Selected text –
START

[DTrace-devel] [PATCH v5 07/19] Create the BPF usdt_names and usdt_prids maps

Fri Oct 11 22:56:16 UTC 2024

I know there is another review email closely related to this one, but 
here I'll try basically to respond to what's in this email.

Also, you make a number of suggestions that I could incorporate that, 
therefore, warrant no further discussion here.  If I don't comment on 
some particular point, that means I think I managed to incorporate that 
particular feedback.

On 10/10/24 00:55, Kris Van Hees wrote:
> On Wed, Oct 09, 2024 at 01:45:34AM -0400, eugene.loh at oracle.com wrote:
>> From: Eugene Loh <eugene.loh at oracle.com>
>>
>> As USDT processes come and go, the overlying probes for an underlying
>> probe will change.  Hence, we will move to a scheme in which an
>> underlying probe will walk all possible clauses it could call,
>> deciding at run time (using a bit mask for the overlying USDT probe)
>> which of the clauses to call.

END

Provided data –
START

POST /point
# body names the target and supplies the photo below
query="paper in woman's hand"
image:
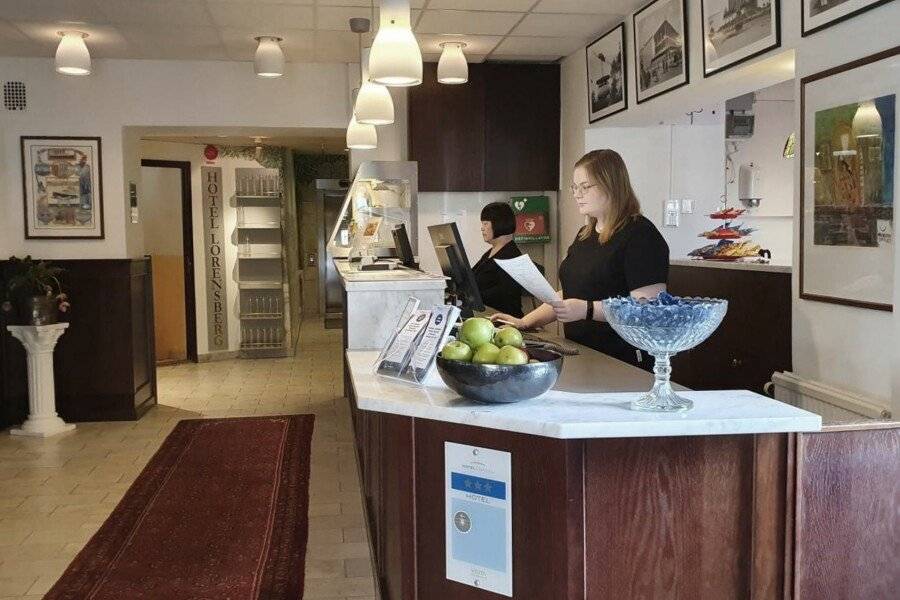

END

Work to be completed – In the DTrace patch review, what does an underlying probe use at run time to decide which clauses to call?

Written response – A bit mask for the overlying USDT probe.